:: Given exercise ::
Print every line of the items below verbatim, and omit the pictures.

(Collection items)
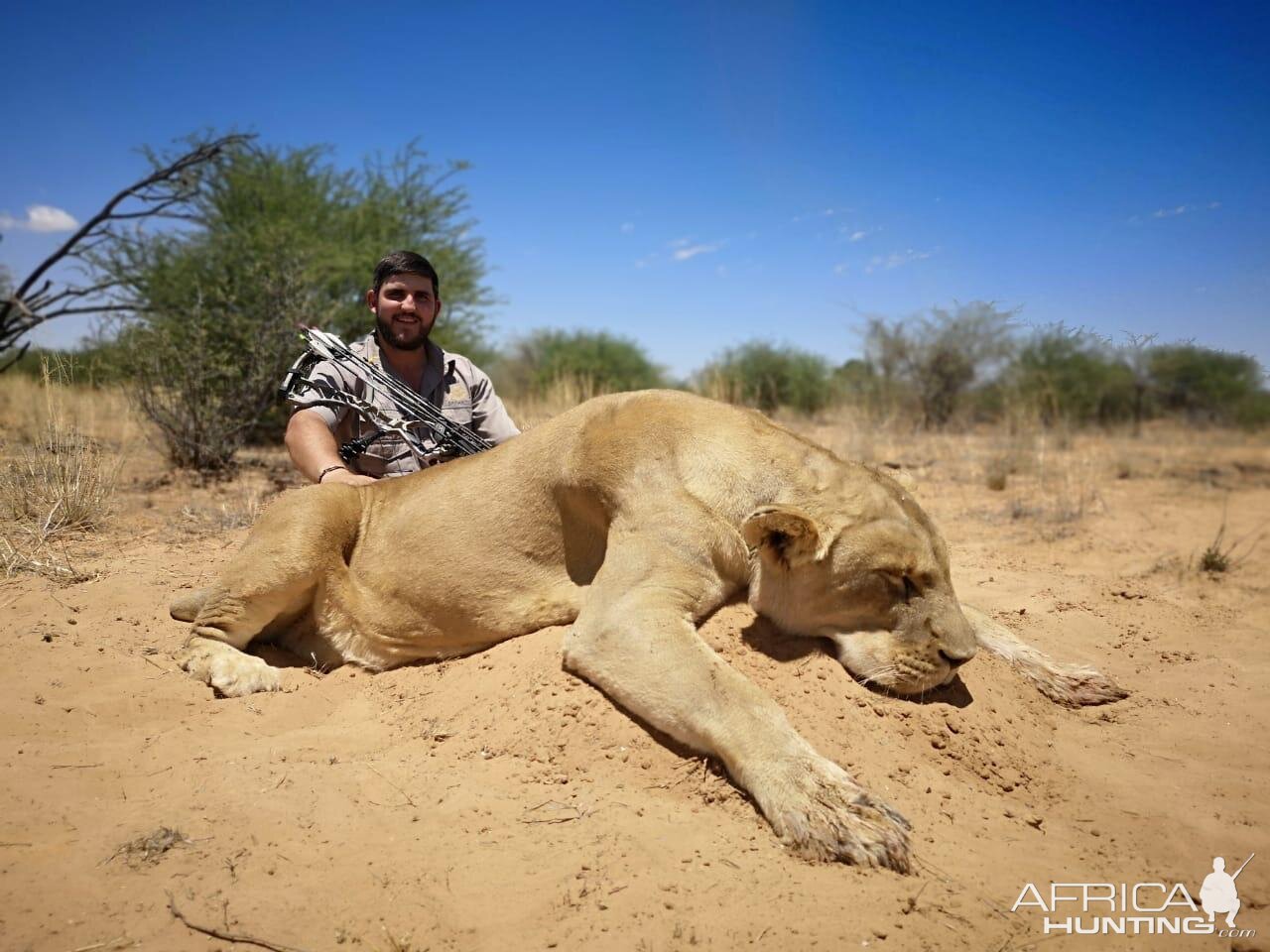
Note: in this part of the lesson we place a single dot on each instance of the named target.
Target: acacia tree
(940, 356)
(166, 193)
(760, 373)
(597, 361)
(277, 238)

:: Task response ::
Note: in this part of the lesson we place a single dot on each instance of the named target.
Target: acacia tree
(940, 356)
(166, 193)
(760, 373)
(597, 361)
(277, 238)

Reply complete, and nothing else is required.